# PASSAGE
= = = =

Viewing a single comment thread. View all comments

Numerous-Carrot3910 t1_j5jhhkg wrote

Hi, I’m trying to build a model with a large number of categorical predictor variables that each have a large number of internal categories. Implementing OHE leads to a higher dimensional dataset than I want to work with. Does anyone have advice for dealing with this other than using subject matter expertise or iteration to perform feature selection? Thanks!

1

trnka t1_j5k4ldr wrote

It depends on the data and the problems you're having with high-dimensional data.

  • If the variables are phrases like "acute sinusitis, site not specified" you could use a one hot encoding of ngrams that appear in them.
  • If you have many rare values, you can just retain the top K values per feature.
  • If those don't work, the hashing trick is another great thing to try. It's just not easily interpretable.
  • If there's any internal structure to the categories, like if they're hierarchical in some way, you can cut them off at a higher level in the hierarchy
2

Numerous-Carrot3910 t1_j5ka168 wrote

Thanks for your response! Even with retaining the top K values of each feature, there are still a large number of features to consider. I haven’t tried the hashing trick, so I will look into that

1

trnka t1_j5kksex wrote

Hmm, you might also try feature selection. I'm not sure what you mean by not iterating, unless you mean recursive feature elimination? There are a lot of really fast correlation functions you can try for feature selection -- scikit-learn has some popular options. They run very quickly, and if you have lots of data you can probably do the feature selection part on a random subset of the training data.

Also, you could do things like dimensionality reduction learned from a subset of the training data, whether PCA or a NN approach.

1

Numerous-Carrot3910 t1_j5kuwul wrote

Yes, I was referring to recursive feature elimination. Thanks for the recommendations

1

= = = =

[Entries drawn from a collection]
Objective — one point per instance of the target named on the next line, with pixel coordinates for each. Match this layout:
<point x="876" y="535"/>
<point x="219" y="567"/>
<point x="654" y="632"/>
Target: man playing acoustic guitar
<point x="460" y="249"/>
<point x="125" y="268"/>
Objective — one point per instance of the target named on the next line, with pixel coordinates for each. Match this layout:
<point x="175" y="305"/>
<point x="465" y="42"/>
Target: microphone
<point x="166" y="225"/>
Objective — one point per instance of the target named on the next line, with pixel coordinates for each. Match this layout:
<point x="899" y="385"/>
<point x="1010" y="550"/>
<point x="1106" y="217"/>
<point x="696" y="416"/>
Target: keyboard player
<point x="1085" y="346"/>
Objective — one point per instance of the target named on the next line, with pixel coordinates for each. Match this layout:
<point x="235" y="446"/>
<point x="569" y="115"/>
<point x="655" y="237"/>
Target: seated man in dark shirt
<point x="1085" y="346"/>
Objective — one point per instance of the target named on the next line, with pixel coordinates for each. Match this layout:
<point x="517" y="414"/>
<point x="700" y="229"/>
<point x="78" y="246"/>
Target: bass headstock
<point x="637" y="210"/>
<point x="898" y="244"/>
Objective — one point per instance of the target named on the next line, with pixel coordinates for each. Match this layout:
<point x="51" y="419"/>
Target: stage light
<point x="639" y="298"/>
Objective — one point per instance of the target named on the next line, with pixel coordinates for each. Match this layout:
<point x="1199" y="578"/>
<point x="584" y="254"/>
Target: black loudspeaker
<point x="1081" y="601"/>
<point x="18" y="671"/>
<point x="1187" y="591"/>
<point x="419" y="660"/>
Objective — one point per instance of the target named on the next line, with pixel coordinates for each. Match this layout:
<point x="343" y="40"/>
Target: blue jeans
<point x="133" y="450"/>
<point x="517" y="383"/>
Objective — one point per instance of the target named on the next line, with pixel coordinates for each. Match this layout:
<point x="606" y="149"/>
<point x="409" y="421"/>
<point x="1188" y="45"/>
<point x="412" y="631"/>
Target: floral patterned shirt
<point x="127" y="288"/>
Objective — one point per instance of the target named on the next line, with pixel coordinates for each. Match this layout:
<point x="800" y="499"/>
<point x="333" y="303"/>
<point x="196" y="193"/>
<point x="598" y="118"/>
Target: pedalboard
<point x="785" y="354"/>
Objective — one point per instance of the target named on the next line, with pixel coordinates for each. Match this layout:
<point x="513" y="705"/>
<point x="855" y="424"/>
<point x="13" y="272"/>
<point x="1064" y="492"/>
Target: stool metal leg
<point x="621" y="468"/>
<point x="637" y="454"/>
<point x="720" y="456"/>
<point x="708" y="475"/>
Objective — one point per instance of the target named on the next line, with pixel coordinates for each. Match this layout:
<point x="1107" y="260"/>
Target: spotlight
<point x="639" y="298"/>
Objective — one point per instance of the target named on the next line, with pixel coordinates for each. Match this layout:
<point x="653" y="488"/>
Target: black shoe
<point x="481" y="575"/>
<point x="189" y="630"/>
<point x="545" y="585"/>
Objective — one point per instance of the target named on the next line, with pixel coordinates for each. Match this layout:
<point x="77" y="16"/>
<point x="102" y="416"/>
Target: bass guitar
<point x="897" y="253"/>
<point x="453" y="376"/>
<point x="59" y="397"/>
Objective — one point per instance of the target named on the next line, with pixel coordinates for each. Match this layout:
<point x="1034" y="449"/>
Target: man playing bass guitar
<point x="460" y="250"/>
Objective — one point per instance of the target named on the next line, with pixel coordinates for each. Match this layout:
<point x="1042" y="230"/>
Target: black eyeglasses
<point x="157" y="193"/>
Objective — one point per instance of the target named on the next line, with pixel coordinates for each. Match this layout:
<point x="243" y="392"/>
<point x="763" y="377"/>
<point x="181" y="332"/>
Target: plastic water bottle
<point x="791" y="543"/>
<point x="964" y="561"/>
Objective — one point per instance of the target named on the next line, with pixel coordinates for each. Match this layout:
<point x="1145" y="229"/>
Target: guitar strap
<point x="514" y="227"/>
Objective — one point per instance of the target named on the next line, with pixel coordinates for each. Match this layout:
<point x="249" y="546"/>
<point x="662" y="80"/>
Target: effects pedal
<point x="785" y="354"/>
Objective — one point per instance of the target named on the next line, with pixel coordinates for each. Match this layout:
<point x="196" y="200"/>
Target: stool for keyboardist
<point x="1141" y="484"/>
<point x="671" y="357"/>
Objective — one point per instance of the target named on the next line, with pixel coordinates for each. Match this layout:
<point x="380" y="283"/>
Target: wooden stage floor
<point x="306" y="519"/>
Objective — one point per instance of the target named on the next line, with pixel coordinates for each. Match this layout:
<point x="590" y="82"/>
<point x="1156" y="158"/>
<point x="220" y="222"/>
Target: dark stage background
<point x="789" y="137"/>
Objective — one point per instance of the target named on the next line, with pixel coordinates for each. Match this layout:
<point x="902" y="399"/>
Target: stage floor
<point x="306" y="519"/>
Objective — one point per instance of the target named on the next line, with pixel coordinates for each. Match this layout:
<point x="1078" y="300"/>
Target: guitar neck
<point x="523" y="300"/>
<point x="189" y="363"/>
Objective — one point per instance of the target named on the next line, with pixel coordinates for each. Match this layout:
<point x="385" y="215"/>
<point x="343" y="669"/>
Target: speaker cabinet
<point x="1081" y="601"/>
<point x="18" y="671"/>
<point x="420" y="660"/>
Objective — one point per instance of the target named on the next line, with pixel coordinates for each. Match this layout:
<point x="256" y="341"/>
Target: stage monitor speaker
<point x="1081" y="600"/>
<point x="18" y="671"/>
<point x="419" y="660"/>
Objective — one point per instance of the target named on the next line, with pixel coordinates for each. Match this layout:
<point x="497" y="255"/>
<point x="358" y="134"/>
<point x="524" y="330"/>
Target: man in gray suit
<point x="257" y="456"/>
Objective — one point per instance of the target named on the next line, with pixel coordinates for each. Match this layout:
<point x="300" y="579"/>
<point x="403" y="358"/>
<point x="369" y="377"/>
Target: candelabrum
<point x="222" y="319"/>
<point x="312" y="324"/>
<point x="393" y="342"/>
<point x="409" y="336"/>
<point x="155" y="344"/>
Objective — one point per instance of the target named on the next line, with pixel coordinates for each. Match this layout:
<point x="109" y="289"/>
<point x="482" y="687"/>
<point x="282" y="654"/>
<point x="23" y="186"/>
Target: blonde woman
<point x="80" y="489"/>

= = = =

# WORK TO DO
According to the thread, what is the drawback of the hashing trick?

# SOLVED EXERCISE
It is not easily interpretable.